• Record list

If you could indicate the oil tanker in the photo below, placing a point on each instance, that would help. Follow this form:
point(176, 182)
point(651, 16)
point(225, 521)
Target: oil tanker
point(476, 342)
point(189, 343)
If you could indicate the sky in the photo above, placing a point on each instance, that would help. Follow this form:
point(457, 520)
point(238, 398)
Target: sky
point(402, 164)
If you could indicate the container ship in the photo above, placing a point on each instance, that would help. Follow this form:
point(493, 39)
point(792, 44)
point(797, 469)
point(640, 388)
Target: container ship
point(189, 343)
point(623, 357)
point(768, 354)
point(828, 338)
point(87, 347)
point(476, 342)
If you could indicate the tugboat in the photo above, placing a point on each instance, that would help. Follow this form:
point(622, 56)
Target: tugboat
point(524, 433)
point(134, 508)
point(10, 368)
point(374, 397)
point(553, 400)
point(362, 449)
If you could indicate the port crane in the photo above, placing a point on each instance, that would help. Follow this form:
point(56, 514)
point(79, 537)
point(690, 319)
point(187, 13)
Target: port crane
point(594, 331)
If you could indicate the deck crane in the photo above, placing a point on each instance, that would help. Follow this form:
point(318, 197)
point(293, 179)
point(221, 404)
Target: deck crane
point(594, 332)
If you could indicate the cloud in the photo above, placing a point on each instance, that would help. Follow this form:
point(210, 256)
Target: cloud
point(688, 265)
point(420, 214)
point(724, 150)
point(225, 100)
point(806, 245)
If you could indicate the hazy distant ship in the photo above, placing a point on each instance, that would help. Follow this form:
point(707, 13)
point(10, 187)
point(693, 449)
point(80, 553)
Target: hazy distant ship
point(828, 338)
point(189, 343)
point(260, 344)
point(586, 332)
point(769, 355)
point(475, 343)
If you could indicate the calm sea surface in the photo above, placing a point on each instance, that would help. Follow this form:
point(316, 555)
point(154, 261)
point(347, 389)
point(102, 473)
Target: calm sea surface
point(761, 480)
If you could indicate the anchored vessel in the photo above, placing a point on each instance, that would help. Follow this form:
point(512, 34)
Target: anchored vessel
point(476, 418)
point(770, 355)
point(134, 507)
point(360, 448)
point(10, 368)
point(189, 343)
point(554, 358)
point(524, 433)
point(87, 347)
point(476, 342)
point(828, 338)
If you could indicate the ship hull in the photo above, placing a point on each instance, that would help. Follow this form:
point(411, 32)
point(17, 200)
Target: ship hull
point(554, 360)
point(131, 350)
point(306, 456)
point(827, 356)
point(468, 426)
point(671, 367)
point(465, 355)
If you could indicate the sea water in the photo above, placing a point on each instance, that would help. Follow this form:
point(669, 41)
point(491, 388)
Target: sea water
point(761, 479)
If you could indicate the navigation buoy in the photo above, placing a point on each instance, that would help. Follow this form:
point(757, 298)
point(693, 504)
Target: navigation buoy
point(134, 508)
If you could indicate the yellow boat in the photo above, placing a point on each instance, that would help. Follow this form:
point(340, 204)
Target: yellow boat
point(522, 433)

• Task requirements
Copy every one of the lines above exactly as it appears, keeping their order.

• Full answer
If you could indicate the oil tanker in the photo below, placing a point on each instance, that would help. Follow this form:
point(176, 182)
point(651, 16)
point(225, 521)
Target: oil tanker
point(476, 342)
point(189, 343)
If you could indicate the sky in the photo above, placing a point on each instance, that would help. Follow this form:
point(457, 520)
point(238, 398)
Target: sky
point(402, 164)
If you could indicate the container ship in the photo above, placing a point on each instance, that would help. Follow this form:
point(493, 39)
point(792, 44)
point(797, 469)
point(640, 388)
Target: container ship
point(189, 343)
point(623, 357)
point(768, 354)
point(828, 338)
point(87, 347)
point(476, 342)
If you could indicate the tugboat in the photo above, placing a point on each instance, that would help. Follow this form:
point(622, 56)
Target: tugboat
point(524, 433)
point(134, 508)
point(10, 368)
point(374, 397)
point(553, 400)
point(362, 449)
If you could indicate the port crane in the photo above, placing a point on each instance, that would help. Follow this form:
point(56, 514)
point(79, 537)
point(690, 319)
point(187, 13)
Target: port crane
point(594, 331)
If you could indicate the deck crane in the photo above, placing a point on each instance, that would help. Follow this form:
point(318, 197)
point(293, 179)
point(221, 404)
Target: deck crane
point(594, 332)
If you could indicate the cloud in the photo above, placing a point on each instance, that would help. Follow this form:
point(210, 256)
Target: cloud
point(688, 265)
point(420, 214)
point(724, 150)
point(225, 100)
point(806, 245)
If you could indicate the hazy distant ship in the photo above, placing a point on each instance, that would help. Follow this form:
point(707, 13)
point(10, 187)
point(693, 449)
point(80, 553)
Target: hazy distant ship
point(828, 338)
point(189, 343)
point(260, 344)
point(586, 332)
point(769, 355)
point(475, 343)
If you could indicate the calm sea surface in the photo above, placing a point on each instance, that would help. Follow this form:
point(316, 555)
point(154, 261)
point(347, 389)
point(102, 473)
Target: calm sea surface
point(761, 480)
If you could indicate the anchored vessel in the photo above, placing a point on each instance, that would help. Follow this form:
point(512, 34)
Target: anchored vessel
point(476, 418)
point(770, 355)
point(134, 507)
point(360, 448)
point(10, 368)
point(189, 343)
point(554, 358)
point(524, 433)
point(87, 347)
point(476, 342)
point(828, 338)
If you could indicate the ship hull in the photo above, placing a point on each instance, that would help. Follow this form:
point(411, 32)
point(17, 200)
Target: ship hull
point(554, 360)
point(131, 350)
point(306, 456)
point(827, 356)
point(468, 426)
point(671, 367)
point(465, 355)
If you could indicate the sea water in the photo above, placing a point on each instance, that would help. Follow this form:
point(669, 41)
point(491, 388)
Target: sea water
point(761, 479)
If you could indicate the navigation buoy in the photo above, placing a point on each instance, that would help. Follow this form:
point(757, 298)
point(693, 504)
Target: navigation buoy
point(134, 508)
If you could indicate the yellow boat in the photo above, placing a point on each instance, that would help. Follow this form:
point(340, 204)
Target: yellow boat
point(522, 433)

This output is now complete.